START INPUT MATERIAL

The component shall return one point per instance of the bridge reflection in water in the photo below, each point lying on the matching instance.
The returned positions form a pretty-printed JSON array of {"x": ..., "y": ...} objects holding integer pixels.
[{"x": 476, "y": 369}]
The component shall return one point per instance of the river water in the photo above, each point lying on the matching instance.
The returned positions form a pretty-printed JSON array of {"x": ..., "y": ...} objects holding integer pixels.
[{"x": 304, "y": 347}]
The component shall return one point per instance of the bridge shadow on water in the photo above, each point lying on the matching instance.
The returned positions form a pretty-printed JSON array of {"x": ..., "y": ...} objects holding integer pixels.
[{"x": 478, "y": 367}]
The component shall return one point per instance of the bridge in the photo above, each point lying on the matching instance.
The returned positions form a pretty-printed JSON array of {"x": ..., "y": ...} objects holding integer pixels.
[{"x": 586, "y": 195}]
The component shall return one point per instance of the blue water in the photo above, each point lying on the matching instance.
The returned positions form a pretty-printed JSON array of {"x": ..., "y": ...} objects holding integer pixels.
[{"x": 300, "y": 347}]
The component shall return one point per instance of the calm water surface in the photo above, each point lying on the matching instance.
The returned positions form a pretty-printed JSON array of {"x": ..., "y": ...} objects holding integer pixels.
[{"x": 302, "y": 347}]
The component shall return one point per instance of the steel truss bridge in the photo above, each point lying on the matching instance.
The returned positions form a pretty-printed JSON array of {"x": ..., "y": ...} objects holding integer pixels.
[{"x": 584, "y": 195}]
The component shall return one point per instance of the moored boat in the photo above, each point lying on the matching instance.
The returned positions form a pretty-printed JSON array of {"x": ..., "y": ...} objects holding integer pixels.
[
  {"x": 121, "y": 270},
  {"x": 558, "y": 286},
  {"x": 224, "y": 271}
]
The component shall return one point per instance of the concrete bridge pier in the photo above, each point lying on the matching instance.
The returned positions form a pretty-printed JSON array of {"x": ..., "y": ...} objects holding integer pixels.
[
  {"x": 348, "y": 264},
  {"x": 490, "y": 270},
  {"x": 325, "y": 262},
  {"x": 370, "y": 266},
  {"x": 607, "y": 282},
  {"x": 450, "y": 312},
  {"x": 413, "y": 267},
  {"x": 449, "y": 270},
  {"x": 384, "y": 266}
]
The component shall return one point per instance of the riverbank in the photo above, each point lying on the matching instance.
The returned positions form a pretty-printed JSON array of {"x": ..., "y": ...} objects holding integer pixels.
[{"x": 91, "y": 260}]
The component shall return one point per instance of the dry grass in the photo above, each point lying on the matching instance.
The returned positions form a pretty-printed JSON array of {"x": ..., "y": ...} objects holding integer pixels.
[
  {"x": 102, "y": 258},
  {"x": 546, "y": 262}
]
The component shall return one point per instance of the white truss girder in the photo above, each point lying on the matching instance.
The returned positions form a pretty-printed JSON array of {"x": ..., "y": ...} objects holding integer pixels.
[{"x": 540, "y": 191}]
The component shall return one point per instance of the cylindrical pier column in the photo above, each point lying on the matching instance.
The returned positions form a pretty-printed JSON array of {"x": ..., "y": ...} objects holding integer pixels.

END INPUT MATERIAL

## WORK TO COMPLETE
Supply the entire listing above again, word for word.

## COMPLETED TASK
The component shall return one point per instance of the bridge reflection in water in the photo below, each point lying on the matching instance.
The returned positions form a pretty-printed JSON array of {"x": ..., "y": ...} objects holding integer pixels.
[{"x": 476, "y": 369}]
The component shall return one point per instance of the river water in the photo above, each point lying on the matching instance.
The returned positions form a pretty-printed JSON array of {"x": ..., "y": ...} objects holding integer pixels.
[{"x": 304, "y": 347}]
The component shall return one point per instance of the bridge shadow on water in the photo above, each point lying on the matching instance.
The returned positions form a pretty-printed JSON array of {"x": ..., "y": ...} objects holding integer pixels.
[{"x": 478, "y": 367}]
The component shall return one point per instance of the bridge in the photo above, each point lying on the matching instance.
The returned positions form a pretty-printed JSON array of {"x": ..., "y": ...} objects holding integer pixels.
[{"x": 586, "y": 195}]
The component shall return one point per instance of the blue water in the photo above, each point lying on the matching instance.
The returned positions form a pretty-printed JSON array of {"x": ..., "y": ...} objects holding integer pixels.
[{"x": 300, "y": 347}]
The component shall return one point per instance of the calm water surface in the photo above, each point lying on the matching instance.
The returned positions form a pretty-printed JSON array of {"x": ..., "y": ...} objects holding integer pixels.
[{"x": 302, "y": 347}]
The component shall return one point per instance of the steel truss bridge in the photo above, each point lying on the matching instance.
The returned positions form a pretty-printed JSON array of {"x": ..., "y": ...} objects holding integer pixels.
[{"x": 584, "y": 195}]
The component shall return one point per instance of the moored boat in the photo above, each point lying on the matching instance.
The returned positions form a pretty-printed JSON array of {"x": ..., "y": ...} objects holding integer pixels.
[
  {"x": 121, "y": 270},
  {"x": 558, "y": 286},
  {"x": 224, "y": 271}
]
The component shall return one point per instance of the concrete bridge pier in the photo above, each point lying on the matching instance.
The returned positions form a pretty-printed JSON array of {"x": ..., "y": ...} objects holding integer pixels.
[
  {"x": 348, "y": 264},
  {"x": 490, "y": 270},
  {"x": 325, "y": 262},
  {"x": 370, "y": 266},
  {"x": 607, "y": 282},
  {"x": 450, "y": 312},
  {"x": 413, "y": 267},
  {"x": 449, "y": 270},
  {"x": 384, "y": 266}
]
The component shall return one point per instance of the riverbank in the photo above, each point lying on the matching instance.
The returned positions form a pretty-printed JSON array of {"x": ..., "y": ...} objects holding integer pixels.
[{"x": 91, "y": 260}]
The component shall return one point per instance of the dry grass in the photo above, each point lying on the matching instance.
The returned positions form a pretty-printed JSON array of {"x": ..., "y": ...} objects holding integer pixels.
[
  {"x": 102, "y": 258},
  {"x": 546, "y": 262}
]
The component shall return one point per instance of the white truss girder in the photo above, each point lying on the matching instance.
The returned positions form a pretty-printed JSON array of {"x": ..., "y": ...} objects holding integer pixels.
[{"x": 540, "y": 191}]
The component shall return one point per instance of the cylindrical pier column in the photo above, each point lying on the matching instance.
The returned positions form a pretty-printed JSON array of {"x": ..., "y": ...} objects holding integer pixels.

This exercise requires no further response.